Live now
Live now
Masquer
Image d'erreur
Culture

Je me suis bien amusé, merci, de S. Guillon : chronique d’un licenciement programmé

Il y a un mois sortait Je me suis bien amusé, merci, le cinquième livre de Stéphane Guillon. L’humoriste y relate ses années à France Inter, de l’euphorie des débuts à son éviction très médiatisée en juin 2010. Retour sur un licenciement programmé.

Je me suis bien amusé, merci est le récit des deux ans passés par Stéphane Guillon à France Inter, où il étrillait quotidiennement dans sa rubrique Humeur de… les invités de la matinale animée par Nicolas Demorand. Taxé d’ « humoriste méchant qui tape gratuitement sur le physique » pour avoir traité Martine Aubry de « petit pot à tabac » et avoir évoqué les « yeux de fouine » d’Éric Besson, puis de visionnaire pour avoir moqué les appétits sexuels de Dominique Strauss-Kahn deux ans avant l’affaire Nafissatou Diallo, Stéphane Guillon ne passe pas inaperçu à cette heure de grande écoute et commence à agacer en haut lieu, où l’on apprécie de moins en moins de se faire humilier chaque matin aux oreilles d’un million et demi d’auditeurs. Le nouveau directeur de France Inter, Philippe Val, et le chef de Radio France, Jean-Luc Hees, nommé par Nicolas Sarkozy, reçoivent des ordres d’en haut pour « calmer » le trublion de la matinale, qui finira par être licencié en juin 2010.

Depuis, on a reproché à Stéphane Guillon d’exploiter cette éviction pour se placer comme un martyr de la censure et de ne pas savoir passer à autre chose, revenant sans cesse sur cet évènement comme un disque rayé. Cette critique a été ravivée par la sortie, deux ans après les faits, de Je me suis bien amusé, merci

, un livre dont je craignais qu’il ne m’ennuie, ne m’apprenne rien ou ne soit de toute façon pas assez objectif pour qu’on puisse distinguer le vrai du faux (beaucoup d’anecdotes, d’informations ou de conversations ne sont pas vérifiables et dépendent donc de la bonne foi de l’auteur). Après tout, si Stéphane Guillon dit avoir été licencié sur ordre de Nicolas Sarkozy, ce dernier démentira, que ce soit vrai ou non : telle était mon opinion avant de commencer, un peu à reculons, Je me suis bien amusé, merci.
+===+
### [Consignes]
1. Indiquez si chacune des affirmations suivantes concorde avec l'article sur le livre de Stéphane Guillon, en répondant par oui ou par non et en citant à l'identique les mots du texte qui tranchent. (a) Stéphane Guillon a passé trois ans à France Inter. (b) Jean-Luc Hees a été nommé par Nicolas Sarkozy. (c) Je me suis bien amusé, merci est le cinquième livre de Stéphane Guillon.
2. Poursuivez l'article sur le livre de Stéphane Guillon à partir de sa dernière phrase.

(Étiquettes des points d'objets)
+===+
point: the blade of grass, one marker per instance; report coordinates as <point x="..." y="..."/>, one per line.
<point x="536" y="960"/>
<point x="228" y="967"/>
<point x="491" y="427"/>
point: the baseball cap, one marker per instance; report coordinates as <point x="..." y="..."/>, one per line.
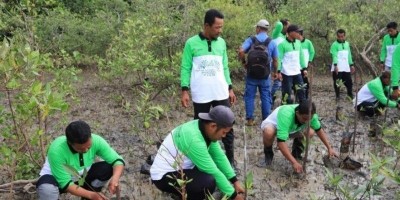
<point x="263" y="23"/>
<point x="221" y="115"/>
<point x="292" y="28"/>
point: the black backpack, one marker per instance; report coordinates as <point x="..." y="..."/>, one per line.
<point x="258" y="61"/>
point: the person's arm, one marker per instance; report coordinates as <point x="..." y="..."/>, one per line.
<point x="277" y="30"/>
<point x="281" y="52"/>
<point x="377" y="90"/>
<point x="351" y="63"/>
<point x="334" y="53"/>
<point x="243" y="50"/>
<point x="286" y="152"/>
<point x="114" y="180"/>
<point x="311" y="51"/>
<point x="303" y="61"/>
<point x="242" y="57"/>
<point x="315" y="124"/>
<point x="383" y="54"/>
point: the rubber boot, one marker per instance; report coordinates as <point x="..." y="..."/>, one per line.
<point x="269" y="155"/>
<point x="229" y="148"/>
<point x="297" y="148"/>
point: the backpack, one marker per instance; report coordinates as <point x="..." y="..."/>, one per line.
<point x="258" y="60"/>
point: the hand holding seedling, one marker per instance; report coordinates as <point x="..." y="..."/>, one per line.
<point x="185" y="98"/>
<point x="395" y="94"/>
<point x="298" y="168"/>
<point x="332" y="152"/>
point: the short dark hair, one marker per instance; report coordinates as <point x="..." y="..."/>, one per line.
<point x="210" y="16"/>
<point x="392" y="25"/>
<point x="304" y="106"/>
<point x="340" y="31"/>
<point x="284" y="21"/>
<point x="385" y="75"/>
<point x="78" y="132"/>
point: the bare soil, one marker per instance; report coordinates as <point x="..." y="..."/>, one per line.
<point x="111" y="111"/>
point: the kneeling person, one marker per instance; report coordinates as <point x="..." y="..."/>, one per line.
<point x="290" y="121"/>
<point x="78" y="149"/>
<point x="371" y="98"/>
<point x="193" y="147"/>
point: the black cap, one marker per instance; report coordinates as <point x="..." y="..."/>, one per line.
<point x="292" y="28"/>
<point x="221" y="115"/>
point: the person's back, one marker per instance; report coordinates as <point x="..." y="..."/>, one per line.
<point x="267" y="55"/>
<point x="342" y="64"/>
<point x="291" y="62"/>
<point x="78" y="150"/>
<point x="389" y="43"/>
<point x="193" y="148"/>
<point x="205" y="72"/>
+===+
### [Réponses]
1.
(a) Non : « le récit des deux ans passés par Stéphane Guillon à France Inter ».
(b) Oui : « Jean-Luc Hees, nommé par Nicolas Sarkozy ».
(c) Oui : « le cinquième livre de Stéphane Guillon ».

2.
Je me suis bien amusé, merci

Pourtant, le livre de Stéphane Guillon fut une surprise positive. On ressent réellement que l’auteur a pris toutes les précautions possibles pour se distancier, et éviter justement ce côté « Bouh, plaignez-moi, regardez comme ils ont été méchants avec moi ». De son premier rendez-vous avec l’ancien patron de France Inter jusqu’à son licenciement, l’humoriste invite le lecteur dans le secret de Radio France en cette période troublée où le Président reprend la main sur les médias publics. Il nous fait entrer dans le quotidien de ces voix qui nous entourent, nous accompagnent au bureau ou sous la douche, nous réveillent et nous informent, et nous montre que derrière le micro, l’omniprésente bonne humeur et les jingles suaves, il y a des gens plus ou moins forts, des clans, des ragots, comme dans n’importe quelle entreprise. On sent une pointe de tristesse, de déception lorsque Stéphane Guillon évoque un petit-déjeuner, organisé au début des bouleversements, lors duquel une certaine entraide aurait pu voir le jour, lors duquel les journalistes de la matinale auraient pu décider que ces changements méritaient d’être enrayés. Mais la mayonnaise ne prit pas, chacun partit de son côté, un peu lâchement, et les soutiens à l’humoriste, puis à son collègue Didier Porte (coupable du fameux « J’encule Sarkozy« ), se firent de plus en plus rares, de plus en plus discrets.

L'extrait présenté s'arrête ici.